BRIEF 1:
Copy the part of the political commentary starting at "I tell you what, George." and ending at "of mass destruction.", word for word.
BRIEF 2:
Turn the rows into a numbered list, starting at the first line of the rows and ending at the line that contains "94 L 67 132". Leave out blank lines.

QUOTED PASSAGE:
******
2) Bush has found a new way to make terrorism funny. You remember what fun he had telling his trifecta joke at fund-raisers and yukking it up at the White House correspondents' dinner about not being able to find any weapons of mass destruction under his desk. Now he's added a laugh-line about Zarqawi to his stump speech:

"If Zarqawi and his associates were not busy fighting Iraqi and American forces in Iraq, what does Senator Kerry think they would be doing? Peaceful small business owners? Running a benevolent society?"

I tell you what, George. No matter what Zarqawi might have been doing right now if you hadn't started the Iraq war, he wouldn't be doing it with 800,000 pounds of Saddam Hussein's dynamite.

This is what just drives you mad if you listen to it for too long. "If we left Saddam in power, terrorists might have gotten weapons from Saddam Hussein and used them against us!" Cheney chortles, when asked for the millionth time to explain why in God's name we started this war. Might have? Well then, thank God that instead of living with the remote possibility we went out there and made it inevitable. By going to war the way he did, Bush ensured that Al Qaeda would inherit Saddam Hussein's arsenal. We're goddamn lucky he didn't have any weapons of mass destruction.

So essentially the Bush team has moved from arguing that they went to war in order to prevent exactly what the war actually caused, to trying to convince us that Bush needs to stay in the White House so that all the things that normally happen while he's in the White House don't happen any more.

The classical rhetoricians didn't have a name for a fallacy this breathtaking. But out here on the Internets, we call that Insane Troll Logic.

What they are desperately trying to prevent the rest of the country from figuring out is that Bush's accession to office in 2000 was exactly the sign of weakness that the "Wolves" ad says the terrorists were waiting for. The 2000 election was a giant, loud, flashing red signal to the rest of the world that something had gone terribly wrong with this country.

The absolute basic minimum that you need to maintain democratic rule is a mechanism to ensure the smooth transfer of power at the appointed time to the legitimately elected representatives of the people. The 2000 election proved that we do not have that. Instead, after weeks of insanity, our leader was chosen for us by a split decision which was made by an appointed body, which broke down along partisan lines, and which was based not on the rule of law but on - what else? - insane troll logic. And we sat there in shock and let this crowd roll right over us into Washington.

What could possibly have made us look weaker than the installation of a president who did not get the majority of the popular vote, almost certainly did not win the electoral college vote, and on top of everything else was incapable of convincing anyone who wasn't already part of his base that he had the intelligence and the experience necessary to lead the most powerful country on the planet?
******
SOURCE MATERIAL:
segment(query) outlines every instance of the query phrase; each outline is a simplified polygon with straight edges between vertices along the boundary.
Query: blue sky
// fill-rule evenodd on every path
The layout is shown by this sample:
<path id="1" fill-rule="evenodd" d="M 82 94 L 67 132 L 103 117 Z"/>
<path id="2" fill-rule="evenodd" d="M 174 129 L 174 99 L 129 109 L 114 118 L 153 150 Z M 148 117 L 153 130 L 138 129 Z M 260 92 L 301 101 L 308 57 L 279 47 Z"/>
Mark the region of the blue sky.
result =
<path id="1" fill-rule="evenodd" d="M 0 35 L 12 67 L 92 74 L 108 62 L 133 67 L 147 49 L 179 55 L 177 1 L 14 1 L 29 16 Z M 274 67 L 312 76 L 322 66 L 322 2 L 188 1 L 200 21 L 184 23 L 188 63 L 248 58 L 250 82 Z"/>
******
WRITTEN REPLY 1:
I tell you what, George. No matter what Zarqawi might have been doing right now if you hadn't started the Iraq war, he wouldn't be doing it with 800,000 pounds of Saddam Hussein's dynamite.

This is what just drives you mad if you listen to it for too long. "If we left Saddam in power, terrorists might have gotten weapons from Saddam Hussein and used them against us!" Cheney chortles, when asked for the millionth time to explain why in God's name we started this war. Might have? Well then, thank God that instead of living with the remote possibility we went out there and made it inevitable. By going to war the way he did, Bush ensured that Al Qaeda would inherit Saddam Hussein's arsenal. We're goddamn lucky he didn't have any weapons of mass destruction.

WRITTEN REPLY 2:
1. segment(query) outlines every instance of the query phrase; each outline is a simplified polygon with straight edges between vertices along the boundary.
2. Query: blue sky
3. // fill-rule evenodd on every path
4. The layout is shown by this sample:
5. <path id="1" fill-rule="evenodd" d="M 82 94 L 67 132 L 103 117 Z"/>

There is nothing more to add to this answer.